• _PASSAGE PROPOSÉ_:

=====

Nous devons nous adapter et trouver des solutions. Quand on a trop de jeunes sans travail, on doit faire quelque chose pour eux. J’en viens ainsi à la garantie pour la jeunesse, engagement pris par l’ensemble des pays de l’Union européenne de veiller à ce que tous les jeunes âgés de moins de vingt-cinq ans puissent bénéficier d’une offre d’emploi, d’une formation, d’un apprentissage ou d'un stage dans les quatre mois qui suivent la perte de leur emploi ou la fin de leurs études. C’est très important. Je vais lutter pour soutenir cette garantie avec des fonds européens pour autant qu’il y en ait besoin dans des États membres. L’un de vous m’a demandé s’il était possible d’élargir le bénéfice de cette garantie aux jeunes âgés de vingt-cinq à trente ans. C’est déjà possible. Les pays membres peuvent décider de le faire avec le soutien du Fonds pour l’initiative des jeunes.

S’agissant du FEAD, nous luttons pour son maintien. Il est doté de 3,8 milliards d’euros pour la période 2014-2020. Tous les États membres l’utilisent : même les États riches comptent des citoyens pauvres. Le taux de cofinancement a été fixé à 15 %, ce qui est faible, car ces taux s’élèvent souvent à 50 %, voire plus. Nous voulons être aussi généreux que possible.

Quant à l’harmonisation des pratiques sociales, c’est en effet un sujet essentiel. C’est dans cette perspective que nous souhaitons mettre en place le socle européen des droits sociaux que j’évoquais ; les États membres, les partenaires sociaux et les institutions européennes doivent travailler ensemble à imaginer cette boussole commune. Nous souhaitons, je le redis, une convergence vers le haut – qui, contrairement à la convergence vers le bas, nécessite une action, des efforts.

S’agissant du transport, il relève de la responsabilité de Mme Bulc, mais nous travaillons ensemble. Nous attendons le paquet « transports », qui devrait être publié avant l’été 2017. Il comprendra des dispositions spécifiques sur le détachement dans le secteur.

=====

• _CONSIGNES À SUIVRE_:
Répondez, s'il vous plaît, aux questions suivantes sur le passage.
(a) Dans quel délai la garantie pour la jeunesse doit-elle permettre aux jeunes de moins de vingt-cinq ans de bénéficier d'une offre ?
(b) De quel montant le FEAD est-il doté pour la période 2014-2020 ?
(c) Avant quelle date le paquet « transports » devrait-il être publié ?
Le matériel ci-dessous provient d'une autre source.

• _MATÉRIEL FOURNI_:
=====

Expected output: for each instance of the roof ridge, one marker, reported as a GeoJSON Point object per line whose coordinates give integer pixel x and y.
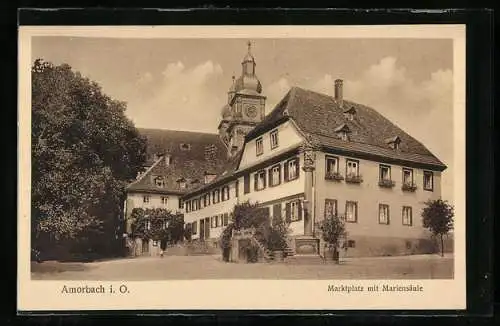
{"type": "Point", "coordinates": [180, 131]}
{"type": "Point", "coordinates": [146, 172]}
{"type": "Point", "coordinates": [371, 144]}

=====

• _CORRIGÉ_:
(a) Dans les quatre mois qui suivent la perte de leur emploi ou la fin de leurs études.
(b) De 3,8 milliards d'euros.
(c) Avant l'été 2017.